───── THE INPUT ─────

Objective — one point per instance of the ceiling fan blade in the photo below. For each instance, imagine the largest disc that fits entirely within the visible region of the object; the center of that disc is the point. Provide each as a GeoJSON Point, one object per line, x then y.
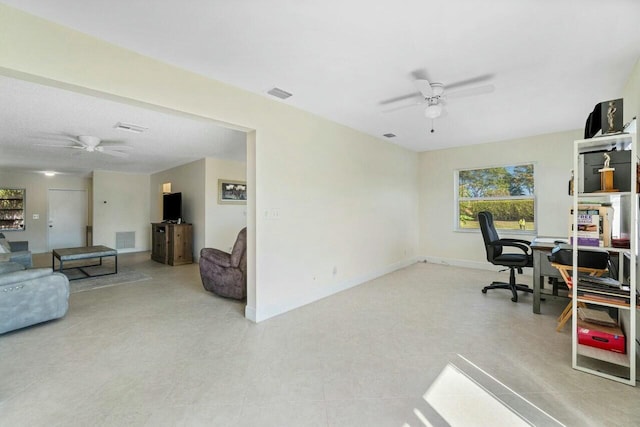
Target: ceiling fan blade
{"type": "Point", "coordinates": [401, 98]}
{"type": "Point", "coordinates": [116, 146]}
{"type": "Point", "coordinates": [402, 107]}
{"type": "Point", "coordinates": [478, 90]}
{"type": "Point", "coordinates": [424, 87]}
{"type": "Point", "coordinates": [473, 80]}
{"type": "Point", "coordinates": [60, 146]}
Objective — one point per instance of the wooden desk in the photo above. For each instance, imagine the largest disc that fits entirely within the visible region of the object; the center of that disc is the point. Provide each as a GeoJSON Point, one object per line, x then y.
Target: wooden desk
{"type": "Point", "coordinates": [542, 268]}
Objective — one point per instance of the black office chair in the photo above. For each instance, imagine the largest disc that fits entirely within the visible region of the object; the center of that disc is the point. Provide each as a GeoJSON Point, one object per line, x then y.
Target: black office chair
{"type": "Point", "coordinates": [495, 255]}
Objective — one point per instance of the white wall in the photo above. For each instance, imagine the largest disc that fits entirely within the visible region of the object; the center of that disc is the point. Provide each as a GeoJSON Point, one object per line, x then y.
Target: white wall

─────

Copy the lines above exactly, starting with the line that contains "Objective — one point per instance of the black" and continuing through the last line of the items, with both ends included.

**COMPLETE OUTPUT:**
Objective — one point per instance of the black office chair in the photo above. For each instance, imagine the largest disc that fits entirely within the visible region of the object; the center of that disc is the point. Provide each as a GeoJSON Point, one object per line, x then y.
Target: black office chair
{"type": "Point", "coordinates": [495, 255]}
Objective — one point per instance of the white wall in the photo above. For each instance, imagine the largest disc that fits entirely within the visible region of the object; the center of that disc is the point. Provide each as a GeoJSON Point, one object per line, x then y.
Target: white wall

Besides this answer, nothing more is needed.